I am all about being proud of your accomplishments. In the Unites States we can be proud of our wealth and hard work and not feel like it's some kind of embarrassment to have money.

With that being said, I would say something like, "I do alright". It's gauche to talk about specifics. Who cares if people know your average hourly income? It sounds like you want to justify your profession. You don't have to do that. Your friends and family will see that you can travel the world and that you have financial freedom. You don't have to spell it out to acquaintances or people you meet who you may never see again.
posted by Fairchild at 6:06 AM on August 3, 2014 [1 favorite]


Just one way this can backfire: if you told me (a complete non-gambler who's played poker once, with candy) how much money you've made in the past 10 years, I would assume you got it by cheating. It wouldn't improve my view of you.

I can imagine asking if you can make a living at it, as I think of it like a hobby and would say the same thing to someone who said they were a professional Scrabble player, for example. Sometimes people are dumb or rude if they're surprised. (Everyone tells me how much they hate chemistry. Every field has its annoying responses.) Of the responses above I like the applied math one, or just a simple "It's a mix of hard work and luck like any career choice, and I've worked hard and been lucky. What do you do?"
posted by tchemgrrl at 6:12 AM on August 3, 2014 [2 favorites]


"I'm an independent trader in highly specialized financial instruments."
posted by miyabo at 6:16 AM on August 3, 2014 [1 favorite]


All you have to say is, "I'm comfortable." The only person entitled or interested to know your balance sheet is your accountant.

· · ·

_Challenge a_
Tally the lines of the records that contain the string "pole", treating uppercase and lowercase as different. Reply with the number only.

_Materials provided_
· · ·

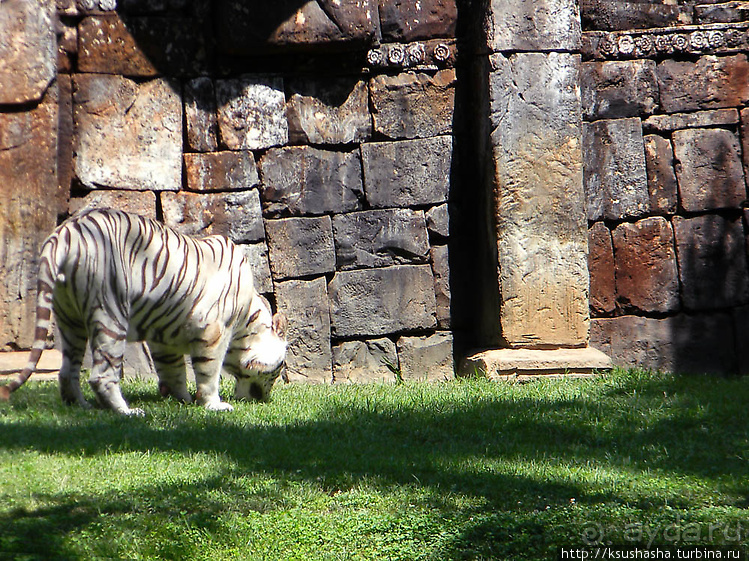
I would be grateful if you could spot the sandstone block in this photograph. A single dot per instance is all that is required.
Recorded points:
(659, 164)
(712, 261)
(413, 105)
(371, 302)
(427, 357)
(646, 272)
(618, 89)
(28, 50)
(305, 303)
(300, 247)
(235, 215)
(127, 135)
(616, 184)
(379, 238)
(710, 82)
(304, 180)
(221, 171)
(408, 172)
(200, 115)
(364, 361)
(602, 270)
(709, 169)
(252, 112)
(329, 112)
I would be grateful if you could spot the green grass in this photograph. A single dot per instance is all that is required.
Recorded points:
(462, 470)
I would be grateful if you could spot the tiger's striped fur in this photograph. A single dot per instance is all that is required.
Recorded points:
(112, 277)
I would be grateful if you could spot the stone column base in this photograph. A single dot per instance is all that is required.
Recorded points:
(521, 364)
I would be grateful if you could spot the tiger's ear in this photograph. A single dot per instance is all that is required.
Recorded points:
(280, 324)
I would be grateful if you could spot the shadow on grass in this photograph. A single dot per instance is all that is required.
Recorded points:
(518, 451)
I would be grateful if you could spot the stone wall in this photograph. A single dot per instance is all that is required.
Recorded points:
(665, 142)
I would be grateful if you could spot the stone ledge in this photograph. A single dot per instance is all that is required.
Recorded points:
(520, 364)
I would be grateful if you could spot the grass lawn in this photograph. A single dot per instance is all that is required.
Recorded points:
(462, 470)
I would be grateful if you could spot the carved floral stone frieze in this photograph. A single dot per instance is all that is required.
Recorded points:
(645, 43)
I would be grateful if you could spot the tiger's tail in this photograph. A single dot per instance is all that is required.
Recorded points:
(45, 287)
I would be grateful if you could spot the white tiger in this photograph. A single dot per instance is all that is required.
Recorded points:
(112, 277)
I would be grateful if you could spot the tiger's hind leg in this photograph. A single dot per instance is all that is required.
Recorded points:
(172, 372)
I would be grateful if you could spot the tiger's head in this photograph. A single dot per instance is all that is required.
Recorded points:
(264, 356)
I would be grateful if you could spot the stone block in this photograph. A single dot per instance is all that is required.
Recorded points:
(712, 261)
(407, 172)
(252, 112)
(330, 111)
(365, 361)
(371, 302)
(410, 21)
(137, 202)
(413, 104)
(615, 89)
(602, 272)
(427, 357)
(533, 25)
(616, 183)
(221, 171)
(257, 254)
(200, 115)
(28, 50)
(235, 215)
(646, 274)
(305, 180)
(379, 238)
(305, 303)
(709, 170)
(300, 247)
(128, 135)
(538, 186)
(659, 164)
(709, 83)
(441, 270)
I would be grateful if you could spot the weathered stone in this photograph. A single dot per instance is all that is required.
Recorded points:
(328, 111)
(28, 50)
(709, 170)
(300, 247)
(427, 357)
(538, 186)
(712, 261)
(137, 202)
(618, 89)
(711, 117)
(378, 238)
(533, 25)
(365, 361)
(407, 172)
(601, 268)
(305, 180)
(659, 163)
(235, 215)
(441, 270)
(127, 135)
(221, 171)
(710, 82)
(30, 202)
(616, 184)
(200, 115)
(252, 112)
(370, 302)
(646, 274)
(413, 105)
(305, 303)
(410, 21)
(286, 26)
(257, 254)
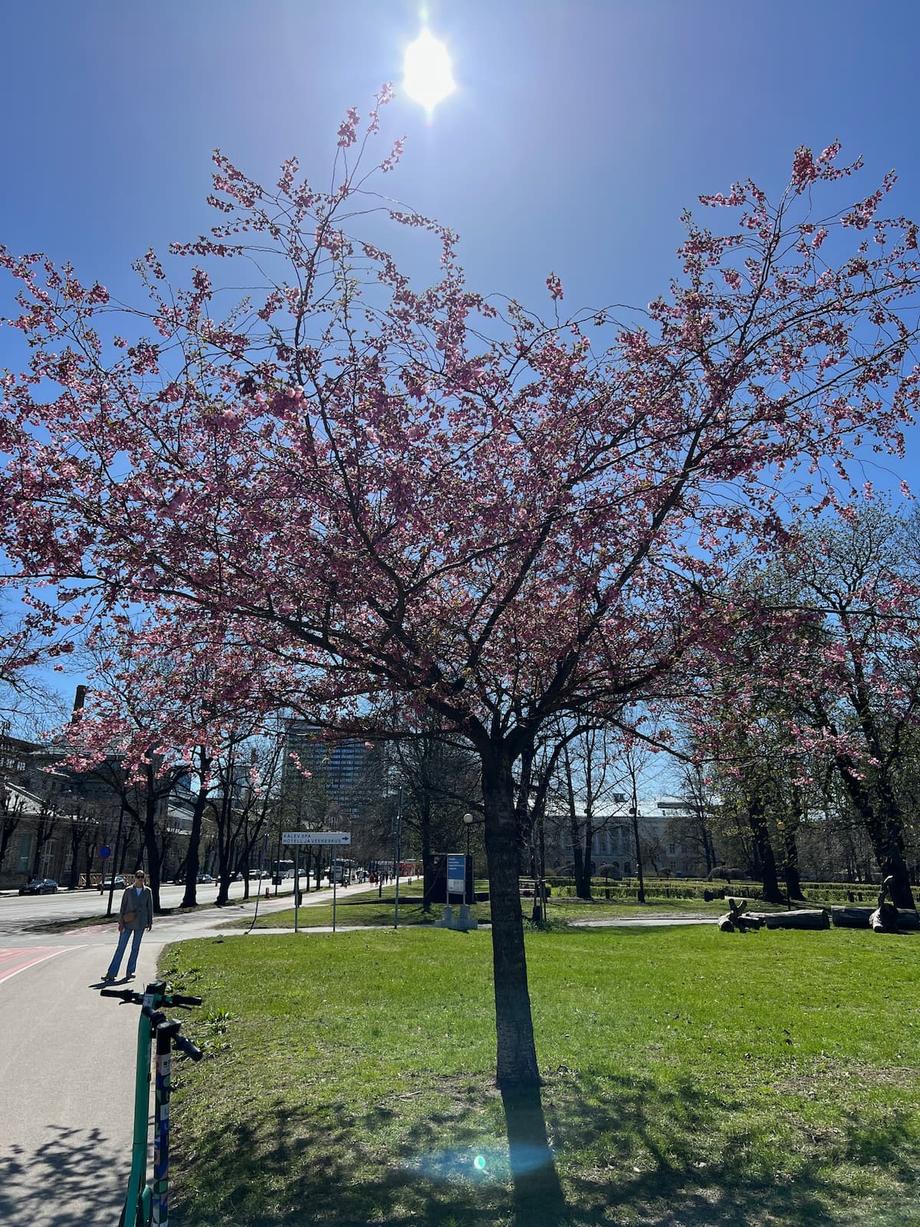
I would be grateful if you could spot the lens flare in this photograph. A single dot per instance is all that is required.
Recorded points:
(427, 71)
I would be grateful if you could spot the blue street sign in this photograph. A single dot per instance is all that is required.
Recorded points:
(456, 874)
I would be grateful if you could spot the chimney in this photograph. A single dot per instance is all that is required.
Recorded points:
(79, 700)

· · ·

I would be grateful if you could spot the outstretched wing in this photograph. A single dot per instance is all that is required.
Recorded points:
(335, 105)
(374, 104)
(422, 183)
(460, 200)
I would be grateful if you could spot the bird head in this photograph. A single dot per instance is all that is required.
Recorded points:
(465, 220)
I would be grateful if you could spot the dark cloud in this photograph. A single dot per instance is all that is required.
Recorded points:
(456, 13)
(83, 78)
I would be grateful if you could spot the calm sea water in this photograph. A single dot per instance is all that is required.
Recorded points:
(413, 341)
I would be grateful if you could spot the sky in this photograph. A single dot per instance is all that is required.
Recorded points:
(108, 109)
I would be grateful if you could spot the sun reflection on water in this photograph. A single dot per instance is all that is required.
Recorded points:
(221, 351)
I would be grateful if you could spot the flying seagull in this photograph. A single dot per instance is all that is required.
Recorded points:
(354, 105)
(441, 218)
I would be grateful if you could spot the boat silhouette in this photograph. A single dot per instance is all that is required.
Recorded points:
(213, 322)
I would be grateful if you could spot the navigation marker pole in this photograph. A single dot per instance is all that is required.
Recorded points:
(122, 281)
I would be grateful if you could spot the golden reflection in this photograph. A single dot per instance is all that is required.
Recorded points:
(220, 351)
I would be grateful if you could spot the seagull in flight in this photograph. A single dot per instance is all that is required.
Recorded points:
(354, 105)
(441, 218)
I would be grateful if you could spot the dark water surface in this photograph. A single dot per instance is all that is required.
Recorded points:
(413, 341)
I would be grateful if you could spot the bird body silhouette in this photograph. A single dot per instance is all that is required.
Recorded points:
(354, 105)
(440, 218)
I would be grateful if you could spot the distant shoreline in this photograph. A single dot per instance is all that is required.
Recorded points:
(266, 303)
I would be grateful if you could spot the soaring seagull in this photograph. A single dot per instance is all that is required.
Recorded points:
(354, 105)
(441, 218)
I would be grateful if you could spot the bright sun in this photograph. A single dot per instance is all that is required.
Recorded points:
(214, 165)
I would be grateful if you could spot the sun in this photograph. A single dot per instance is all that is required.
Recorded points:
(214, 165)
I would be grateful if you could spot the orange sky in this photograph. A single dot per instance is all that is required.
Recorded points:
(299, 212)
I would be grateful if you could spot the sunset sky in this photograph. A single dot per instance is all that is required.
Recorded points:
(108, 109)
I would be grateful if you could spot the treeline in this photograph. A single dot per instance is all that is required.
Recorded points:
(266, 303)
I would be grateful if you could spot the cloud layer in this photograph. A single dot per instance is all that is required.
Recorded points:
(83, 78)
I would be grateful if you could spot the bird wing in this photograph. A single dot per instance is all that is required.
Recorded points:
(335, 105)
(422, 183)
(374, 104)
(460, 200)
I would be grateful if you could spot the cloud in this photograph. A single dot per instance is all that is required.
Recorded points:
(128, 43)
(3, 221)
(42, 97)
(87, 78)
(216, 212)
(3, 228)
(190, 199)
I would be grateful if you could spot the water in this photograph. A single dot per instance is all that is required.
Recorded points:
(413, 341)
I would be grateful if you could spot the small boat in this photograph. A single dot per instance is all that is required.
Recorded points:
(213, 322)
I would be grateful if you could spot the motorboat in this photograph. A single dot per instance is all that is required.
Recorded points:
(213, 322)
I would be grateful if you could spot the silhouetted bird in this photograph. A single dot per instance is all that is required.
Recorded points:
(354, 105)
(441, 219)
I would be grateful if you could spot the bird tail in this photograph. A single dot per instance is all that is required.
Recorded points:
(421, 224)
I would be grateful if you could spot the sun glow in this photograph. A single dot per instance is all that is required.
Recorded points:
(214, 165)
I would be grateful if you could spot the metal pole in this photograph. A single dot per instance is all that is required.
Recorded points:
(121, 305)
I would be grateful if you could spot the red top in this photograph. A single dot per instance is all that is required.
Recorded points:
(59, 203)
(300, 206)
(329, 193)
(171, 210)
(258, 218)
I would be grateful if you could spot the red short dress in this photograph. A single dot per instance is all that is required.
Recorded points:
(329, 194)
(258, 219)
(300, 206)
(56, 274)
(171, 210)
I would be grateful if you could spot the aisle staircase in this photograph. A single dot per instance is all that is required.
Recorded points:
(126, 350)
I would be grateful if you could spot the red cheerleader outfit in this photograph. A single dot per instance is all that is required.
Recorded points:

· · ·

_Challenge b_
Answer these questions about the forum thread:
(i) At what time and on what date was Fairchild's post made?
(ii) In tchemgrrl's post, what does the writer say they once played poker with?
(iii) According to the last post, who is the only person entitled to know your balance sheet?

_Complete answer a_
2

_Complete answer b_
(i) 6:06 AM on August 3, 2014
(ii) Candy
(iii) Your accountant